→ Listing
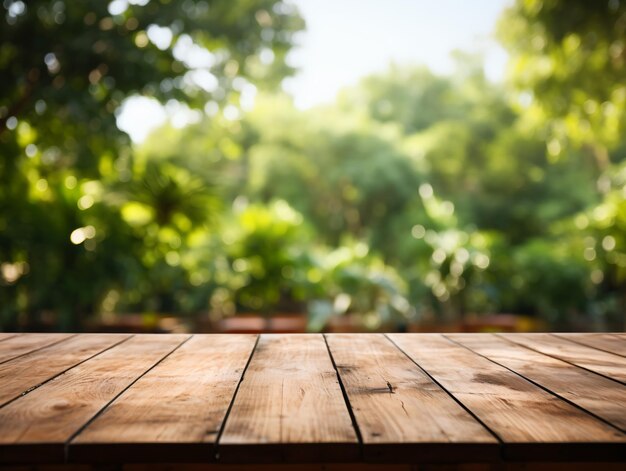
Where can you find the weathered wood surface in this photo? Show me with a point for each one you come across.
(280, 399)
(601, 362)
(289, 405)
(528, 419)
(177, 407)
(37, 426)
(19, 345)
(600, 396)
(399, 410)
(30, 370)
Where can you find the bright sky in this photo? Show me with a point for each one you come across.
(349, 39)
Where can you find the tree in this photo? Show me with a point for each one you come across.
(66, 68)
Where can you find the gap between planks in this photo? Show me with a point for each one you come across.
(454, 337)
(128, 386)
(7, 368)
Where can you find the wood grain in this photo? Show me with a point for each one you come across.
(6, 335)
(402, 414)
(14, 347)
(604, 363)
(177, 408)
(530, 421)
(289, 406)
(35, 427)
(596, 394)
(608, 342)
(30, 370)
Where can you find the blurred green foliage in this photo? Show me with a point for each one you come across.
(414, 196)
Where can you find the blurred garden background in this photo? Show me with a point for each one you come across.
(415, 200)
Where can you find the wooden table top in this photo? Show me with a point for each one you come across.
(298, 398)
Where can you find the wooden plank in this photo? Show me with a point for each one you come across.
(36, 427)
(533, 424)
(602, 341)
(596, 394)
(6, 335)
(289, 407)
(175, 411)
(23, 344)
(30, 370)
(402, 414)
(604, 363)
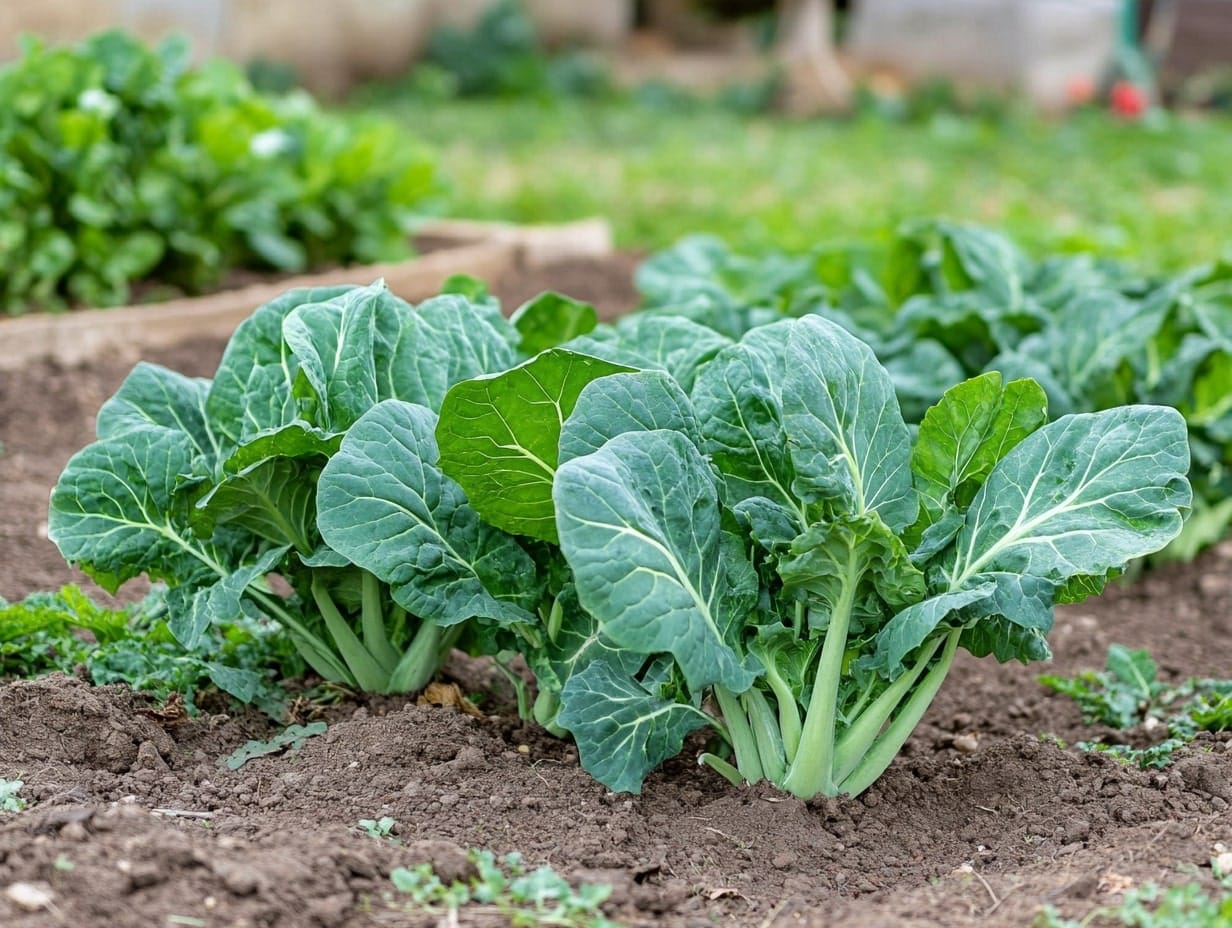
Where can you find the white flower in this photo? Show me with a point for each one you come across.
(97, 100)
(269, 143)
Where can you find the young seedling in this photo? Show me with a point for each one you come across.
(506, 889)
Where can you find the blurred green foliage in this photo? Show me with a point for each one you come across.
(118, 163)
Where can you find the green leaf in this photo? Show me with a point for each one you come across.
(676, 345)
(274, 499)
(153, 396)
(446, 341)
(385, 505)
(641, 526)
(194, 609)
(622, 730)
(115, 514)
(251, 392)
(607, 407)
(849, 443)
(1079, 497)
(973, 425)
(827, 553)
(499, 436)
(344, 349)
(738, 397)
(551, 319)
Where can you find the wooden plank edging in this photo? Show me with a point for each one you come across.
(483, 250)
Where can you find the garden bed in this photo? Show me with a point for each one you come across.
(981, 821)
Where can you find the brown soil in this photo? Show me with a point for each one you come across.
(133, 820)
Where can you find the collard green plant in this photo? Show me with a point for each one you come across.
(944, 302)
(813, 571)
(270, 467)
(673, 525)
(122, 164)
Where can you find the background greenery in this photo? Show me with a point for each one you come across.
(1159, 192)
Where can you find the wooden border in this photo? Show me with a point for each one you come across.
(481, 249)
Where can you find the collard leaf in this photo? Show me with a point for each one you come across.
(383, 504)
(607, 407)
(155, 396)
(274, 499)
(551, 319)
(913, 625)
(446, 341)
(973, 425)
(826, 557)
(344, 349)
(499, 436)
(849, 443)
(624, 731)
(640, 524)
(194, 610)
(738, 397)
(670, 343)
(251, 391)
(1081, 496)
(115, 512)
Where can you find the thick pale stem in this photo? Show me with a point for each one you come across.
(366, 669)
(741, 735)
(892, 740)
(812, 772)
(420, 661)
(789, 712)
(765, 732)
(376, 636)
(867, 724)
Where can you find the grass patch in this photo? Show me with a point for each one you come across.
(1161, 194)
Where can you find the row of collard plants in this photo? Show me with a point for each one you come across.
(120, 164)
(675, 523)
(941, 302)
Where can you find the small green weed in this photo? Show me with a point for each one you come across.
(292, 737)
(49, 632)
(1127, 694)
(380, 828)
(9, 799)
(536, 897)
(1151, 906)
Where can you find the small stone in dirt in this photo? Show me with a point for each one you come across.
(967, 743)
(237, 879)
(28, 896)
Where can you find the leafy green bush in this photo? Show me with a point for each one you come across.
(944, 302)
(657, 516)
(500, 56)
(118, 164)
(67, 630)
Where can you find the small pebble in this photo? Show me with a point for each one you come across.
(28, 896)
(966, 743)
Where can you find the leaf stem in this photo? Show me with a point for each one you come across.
(812, 770)
(376, 637)
(743, 742)
(886, 748)
(863, 732)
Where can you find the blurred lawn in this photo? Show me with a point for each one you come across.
(1162, 195)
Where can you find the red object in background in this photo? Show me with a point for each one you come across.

→ Exercise aim
Copy every item above word for word, leaving out the pictures.

→ Task output
Where can you find the weathered wood surface in this photo? Show me with a point for each one you come across.
(280, 399)
(601, 362)
(289, 405)
(528, 419)
(177, 407)
(37, 426)
(19, 345)
(600, 396)
(399, 410)
(30, 370)
Where can you find the bright sky in this photo? Show me with a point for each one you come across.
(349, 39)
Where can you find the tree in this photo? Show me with a point for each one you come across.
(66, 68)
Where can you find the gap between planks in this photo? Show me with a point for each one you come across.
(454, 337)
(128, 386)
(7, 368)
Where can you find the wood grain in this photo? Show me with a point for each one you come across.
(6, 335)
(402, 414)
(14, 347)
(604, 363)
(177, 408)
(530, 421)
(289, 406)
(35, 427)
(596, 394)
(608, 342)
(30, 370)
Where can you find the blurred green foliage in this photo? Show me with a point for each one you come across.
(414, 196)
Where can you find the blurred garden background in this photo? Show me with a point for each one you come across.
(415, 200)
Where can you find the wooden table top in this photo? Show me with a point for each one you come across.
(298, 398)
Where can you find the wooden plank in this photo? Show me with a point for each one you come across.
(36, 427)
(533, 424)
(602, 341)
(596, 394)
(6, 335)
(289, 407)
(175, 411)
(23, 344)
(30, 370)
(402, 414)
(604, 363)
Where can you find the white flower in this photo? Show me with a point for each one you come across.
(97, 100)
(269, 143)
Where can you find the young seedling in this photo? Show me with a point for each one you come across.
(506, 889)
Where can you find the blurred green foliage in this photo? Show me with a point for each one you come across.
(118, 163)
Where can you find the green leaf in this photo? Show me with a point for each one you come across.
(676, 345)
(274, 499)
(153, 396)
(446, 341)
(385, 505)
(641, 526)
(194, 609)
(622, 730)
(115, 514)
(251, 392)
(607, 407)
(849, 443)
(1079, 497)
(973, 425)
(827, 553)
(499, 436)
(344, 349)
(738, 397)
(551, 319)
Where can you find the wooden plank edging in this photo? Show me with a point for each one you come across.
(483, 250)
Where can you find the garden bed in this photo? Show me with a point for each one you come across.
(981, 821)
Where can you find the brown soil in this photo? Show me with a point for each one you come across.
(133, 820)
Where can you find the collard green plant in this photo? Show me with a point for each one you come across.
(944, 302)
(813, 571)
(270, 467)
(673, 525)
(122, 164)
Where can you find the background greenery in this photo? Show me with a point for each one you come across.
(1159, 192)
Where can you find the wooden border in this photo? Show me with a point for each one you come across.
(481, 249)
Where can you find the collard leaf in this photo? Show me with a point for each one you come across.
(383, 504)
(607, 407)
(155, 396)
(274, 499)
(551, 319)
(913, 625)
(446, 341)
(973, 425)
(826, 557)
(344, 349)
(499, 436)
(849, 443)
(624, 731)
(640, 524)
(194, 610)
(738, 397)
(670, 343)
(251, 391)
(1081, 496)
(115, 512)
Where can you find the thick pale stem in this photo? Show me with a point for each one you come across.
(366, 669)
(741, 735)
(892, 740)
(812, 772)
(420, 661)
(789, 712)
(765, 732)
(376, 636)
(867, 724)
Where can you find the grass patch in this photo? Show me with a point for each one you come across.
(1161, 194)
Where can you find the row of collard plants in this photo? Show me with a point for each one you come across.
(120, 164)
(675, 523)
(941, 302)
Where can you find the small green weed in this photo? Show me with a point for each one you come across.
(292, 737)
(49, 632)
(1127, 694)
(380, 828)
(9, 799)
(536, 897)
(1151, 906)
Where can you find the small stone in dirt in this photo? Show me with a point for each one you come across.
(967, 743)
(237, 879)
(28, 896)
Where can you find the leafy green bush in this photo? Show me with a point for each one you come across.
(944, 302)
(657, 516)
(500, 56)
(118, 164)
(67, 630)
Where can you find the small pebble in this photo? Show me with a point for each one you come across.
(28, 896)
(966, 743)
Where can you find the leaf stem in this photo? Show me with a point for each one you come across.
(812, 770)
(376, 637)
(743, 742)
(886, 748)
(863, 732)
Where can you find the blurred lawn in this photo? Show me with a point for each one you come across.
(1162, 195)
Where can you find the red object in background in this photo? Show me with a point for each one you come across.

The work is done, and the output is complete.